Required task A — From the forum excerpt on character encodings, duplicate the passage beginning with the words "Java *alway* assumes" and ending with the words "in fact mandatory.".

........

Java *alway* assumes text is the system default encoding unless given an
explicit encoding. Unicode does not play into it.

Also, do remember that in theory, all HTML documents should declare
their encoding explicitly, or have it supplied by the server in
the header. In XHTML, the explicit declaration is in fact mandatory.

But overall, text encoding is a horribly complex, muddled mess of
legacy conventions, incompatibiliti es, hacks and workarounds. Most
of the time, it breaks down horribly as soon as you cross a language
barrier.

**Alan J. Flavell** · Jul 20 '05, 07:05 PM

Re: Character encodings and invalid characters

On Tue, 15 Jun 2004, Safalra wrote:
[color=blue]
> I wrote my dissertation on the subject of automated neatening of HTML.[/color]
[...][color=blue]
> with divs and CSS. It worked suprisingly well, but I only had to test
> it on ISO-8859-1 documents. I worked out the invalid characters just
> by feeding them into the W3C Validator,[/color]

I think I'm going to have to stand firm, and say that you really need
to make the effort and cross the threshold of understanding the HTML
character model in order to grasp what's behind this, otherwise you'd
risk blundering on in a heuristic fashion without a robust mental
picture of what's involved.

This note makes no attempt to be a full tutorial on that, but just
races through some key headings to see whether you can be persuaded to
read the background and get up to speed.

All of the characters from 0 to 31 decimal, and all of the characters
from 127(sic) to 159 decimal, in the Document Character Set, are
defined to be control characters, and almost all of them are excluded
from use in HTML. These are the characters which are declared to be
"invalid" by the specification (and by the validator).

What's the "Document Character Set"? Well, in HTML2 it was
iso-8859-1, and in HTML4 it was defined to be iso-10646 as amended.
Loosely, you can read "iso-10646 as amended" as being the character
model of Unicode. As far as the values from 0 to 255 are concerned,
iso-8859-1 and iso-10646 are identical.

How is this related to the external character encoding? Well, the
character model that was introduced in RFC2070 and embodied in HTML4
is based on the concept that the external encoding is converted into
iso-10646/unicode prior to any other processing being done. It
doesn't require implementations to work in that way internally, but it
_does_ mandate that they give that impression externally (black box
model).

........

Required task B — Show every line of the records below that contains the word "chair", treating uppercase and lowercase letters as distinct.

Data shown —
........

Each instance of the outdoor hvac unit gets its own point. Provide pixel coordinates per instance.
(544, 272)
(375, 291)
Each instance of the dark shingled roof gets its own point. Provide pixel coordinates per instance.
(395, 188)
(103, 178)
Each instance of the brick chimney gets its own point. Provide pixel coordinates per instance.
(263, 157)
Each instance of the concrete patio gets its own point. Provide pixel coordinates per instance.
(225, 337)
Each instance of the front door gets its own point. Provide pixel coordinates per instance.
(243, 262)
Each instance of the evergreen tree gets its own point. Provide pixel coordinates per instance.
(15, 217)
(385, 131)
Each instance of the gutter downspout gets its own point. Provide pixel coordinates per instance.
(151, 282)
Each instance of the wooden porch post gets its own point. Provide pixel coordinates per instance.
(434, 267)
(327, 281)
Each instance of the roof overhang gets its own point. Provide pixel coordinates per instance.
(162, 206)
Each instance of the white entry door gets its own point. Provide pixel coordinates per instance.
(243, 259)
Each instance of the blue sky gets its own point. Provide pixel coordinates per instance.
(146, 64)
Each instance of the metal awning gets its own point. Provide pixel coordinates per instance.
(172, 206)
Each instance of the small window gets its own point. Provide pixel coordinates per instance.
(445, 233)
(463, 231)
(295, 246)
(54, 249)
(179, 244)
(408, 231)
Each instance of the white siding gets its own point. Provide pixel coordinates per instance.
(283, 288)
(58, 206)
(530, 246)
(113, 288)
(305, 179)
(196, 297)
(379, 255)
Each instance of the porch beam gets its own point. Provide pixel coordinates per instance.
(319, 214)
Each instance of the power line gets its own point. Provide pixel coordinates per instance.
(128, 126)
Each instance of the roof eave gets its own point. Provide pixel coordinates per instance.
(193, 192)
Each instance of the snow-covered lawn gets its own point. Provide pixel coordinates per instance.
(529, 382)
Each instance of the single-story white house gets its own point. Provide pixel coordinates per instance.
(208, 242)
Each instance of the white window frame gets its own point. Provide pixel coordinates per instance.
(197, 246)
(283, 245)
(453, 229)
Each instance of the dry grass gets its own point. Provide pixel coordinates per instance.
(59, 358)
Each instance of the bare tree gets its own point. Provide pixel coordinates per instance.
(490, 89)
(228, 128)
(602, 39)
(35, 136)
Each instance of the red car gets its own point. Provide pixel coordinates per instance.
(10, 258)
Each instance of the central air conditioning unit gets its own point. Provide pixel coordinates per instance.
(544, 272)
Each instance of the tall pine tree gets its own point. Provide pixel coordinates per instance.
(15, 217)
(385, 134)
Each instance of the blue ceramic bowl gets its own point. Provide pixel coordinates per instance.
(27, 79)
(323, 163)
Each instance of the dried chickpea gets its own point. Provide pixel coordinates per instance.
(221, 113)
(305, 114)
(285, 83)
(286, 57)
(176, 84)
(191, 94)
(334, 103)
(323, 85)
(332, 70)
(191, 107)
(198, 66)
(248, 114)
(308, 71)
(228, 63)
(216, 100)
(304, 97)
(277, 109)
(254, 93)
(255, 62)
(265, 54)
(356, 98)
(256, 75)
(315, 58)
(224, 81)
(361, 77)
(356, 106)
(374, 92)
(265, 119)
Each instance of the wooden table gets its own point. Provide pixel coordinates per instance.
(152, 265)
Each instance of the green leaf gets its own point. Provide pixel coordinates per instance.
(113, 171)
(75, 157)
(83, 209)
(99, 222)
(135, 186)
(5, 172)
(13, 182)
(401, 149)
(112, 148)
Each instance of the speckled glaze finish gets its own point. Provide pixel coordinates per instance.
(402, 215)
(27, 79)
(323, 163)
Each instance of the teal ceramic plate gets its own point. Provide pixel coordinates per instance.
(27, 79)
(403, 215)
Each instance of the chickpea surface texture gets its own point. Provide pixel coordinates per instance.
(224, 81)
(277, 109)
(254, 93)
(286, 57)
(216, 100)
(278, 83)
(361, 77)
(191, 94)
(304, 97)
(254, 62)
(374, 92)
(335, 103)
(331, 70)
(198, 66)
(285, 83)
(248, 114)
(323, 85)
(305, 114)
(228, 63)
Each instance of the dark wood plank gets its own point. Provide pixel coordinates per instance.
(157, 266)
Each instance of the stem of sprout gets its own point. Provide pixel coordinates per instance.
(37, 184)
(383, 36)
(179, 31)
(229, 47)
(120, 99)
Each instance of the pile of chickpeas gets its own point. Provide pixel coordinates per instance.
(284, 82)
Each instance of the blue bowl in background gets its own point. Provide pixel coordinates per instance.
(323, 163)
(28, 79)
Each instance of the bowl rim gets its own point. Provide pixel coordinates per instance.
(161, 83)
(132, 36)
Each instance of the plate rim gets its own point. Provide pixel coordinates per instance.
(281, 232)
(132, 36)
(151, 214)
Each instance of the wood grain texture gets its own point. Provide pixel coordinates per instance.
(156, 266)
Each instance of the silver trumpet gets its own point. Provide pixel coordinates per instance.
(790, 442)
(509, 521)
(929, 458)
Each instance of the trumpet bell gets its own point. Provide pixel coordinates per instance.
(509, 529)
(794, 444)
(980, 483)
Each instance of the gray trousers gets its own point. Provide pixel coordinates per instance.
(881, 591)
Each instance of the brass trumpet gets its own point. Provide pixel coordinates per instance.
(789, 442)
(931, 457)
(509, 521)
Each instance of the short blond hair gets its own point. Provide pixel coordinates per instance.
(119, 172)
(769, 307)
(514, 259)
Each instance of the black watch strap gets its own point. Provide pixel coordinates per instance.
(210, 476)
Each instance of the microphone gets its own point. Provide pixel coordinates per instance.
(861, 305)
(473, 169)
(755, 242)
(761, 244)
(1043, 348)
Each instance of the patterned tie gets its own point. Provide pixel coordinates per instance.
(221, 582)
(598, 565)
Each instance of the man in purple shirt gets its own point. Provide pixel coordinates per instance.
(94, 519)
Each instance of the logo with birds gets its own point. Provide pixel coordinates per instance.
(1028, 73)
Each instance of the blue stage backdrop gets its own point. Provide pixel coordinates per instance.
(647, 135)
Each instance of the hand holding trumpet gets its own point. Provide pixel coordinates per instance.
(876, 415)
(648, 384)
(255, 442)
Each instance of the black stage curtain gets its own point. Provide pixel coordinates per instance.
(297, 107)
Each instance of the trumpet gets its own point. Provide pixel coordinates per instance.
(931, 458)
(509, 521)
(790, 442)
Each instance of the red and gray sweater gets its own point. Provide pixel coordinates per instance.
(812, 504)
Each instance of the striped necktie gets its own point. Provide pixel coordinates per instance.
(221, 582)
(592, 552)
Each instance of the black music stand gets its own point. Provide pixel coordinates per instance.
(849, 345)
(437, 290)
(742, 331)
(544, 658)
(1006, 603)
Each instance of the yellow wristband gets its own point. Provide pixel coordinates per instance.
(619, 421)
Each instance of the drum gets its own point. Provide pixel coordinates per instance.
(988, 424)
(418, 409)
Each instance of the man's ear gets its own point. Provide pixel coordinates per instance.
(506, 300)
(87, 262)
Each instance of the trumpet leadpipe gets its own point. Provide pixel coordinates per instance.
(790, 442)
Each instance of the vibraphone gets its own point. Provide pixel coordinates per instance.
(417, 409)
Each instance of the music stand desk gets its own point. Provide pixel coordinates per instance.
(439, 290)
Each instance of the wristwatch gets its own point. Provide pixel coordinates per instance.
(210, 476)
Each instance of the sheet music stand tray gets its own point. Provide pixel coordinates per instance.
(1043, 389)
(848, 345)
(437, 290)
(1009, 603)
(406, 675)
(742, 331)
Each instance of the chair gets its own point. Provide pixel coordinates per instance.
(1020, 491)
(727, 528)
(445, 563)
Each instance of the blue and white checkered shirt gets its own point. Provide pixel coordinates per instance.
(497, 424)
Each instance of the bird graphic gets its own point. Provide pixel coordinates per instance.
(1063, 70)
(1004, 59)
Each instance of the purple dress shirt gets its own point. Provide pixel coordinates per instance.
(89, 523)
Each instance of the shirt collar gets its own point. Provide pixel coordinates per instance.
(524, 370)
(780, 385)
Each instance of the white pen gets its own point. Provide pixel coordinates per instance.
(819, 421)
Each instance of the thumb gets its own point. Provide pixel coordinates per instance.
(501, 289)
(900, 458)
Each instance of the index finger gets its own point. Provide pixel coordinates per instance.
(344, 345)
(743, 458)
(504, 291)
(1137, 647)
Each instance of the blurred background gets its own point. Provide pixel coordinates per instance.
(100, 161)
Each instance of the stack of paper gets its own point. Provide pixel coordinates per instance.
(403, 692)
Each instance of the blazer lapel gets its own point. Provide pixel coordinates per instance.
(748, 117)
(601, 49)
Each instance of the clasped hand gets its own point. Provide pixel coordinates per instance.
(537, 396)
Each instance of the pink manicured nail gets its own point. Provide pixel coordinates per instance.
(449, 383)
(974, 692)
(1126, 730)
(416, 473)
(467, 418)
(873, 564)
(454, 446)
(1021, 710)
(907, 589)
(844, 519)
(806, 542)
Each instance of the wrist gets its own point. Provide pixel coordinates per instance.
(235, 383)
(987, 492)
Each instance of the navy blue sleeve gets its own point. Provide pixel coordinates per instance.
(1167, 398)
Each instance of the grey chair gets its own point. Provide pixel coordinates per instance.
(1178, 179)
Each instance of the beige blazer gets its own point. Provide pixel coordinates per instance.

........

Correct answer A —
Java *alway* assumes text is the system default encoding unless given an
explicit encoding. Unicode does not play into it.

Also, do remember that in theory, all HTML documents should declare
their encoding explicitly, or have it supplied by the server in
the header. In XHTML, the explicit declaration is in fact mandatory.

Correct answer B —
Each instance of the chair gets its own point. Provide pixel coordinates per instance.
Each instance of the grey chair gets its own point. Provide pixel coordinates per instance.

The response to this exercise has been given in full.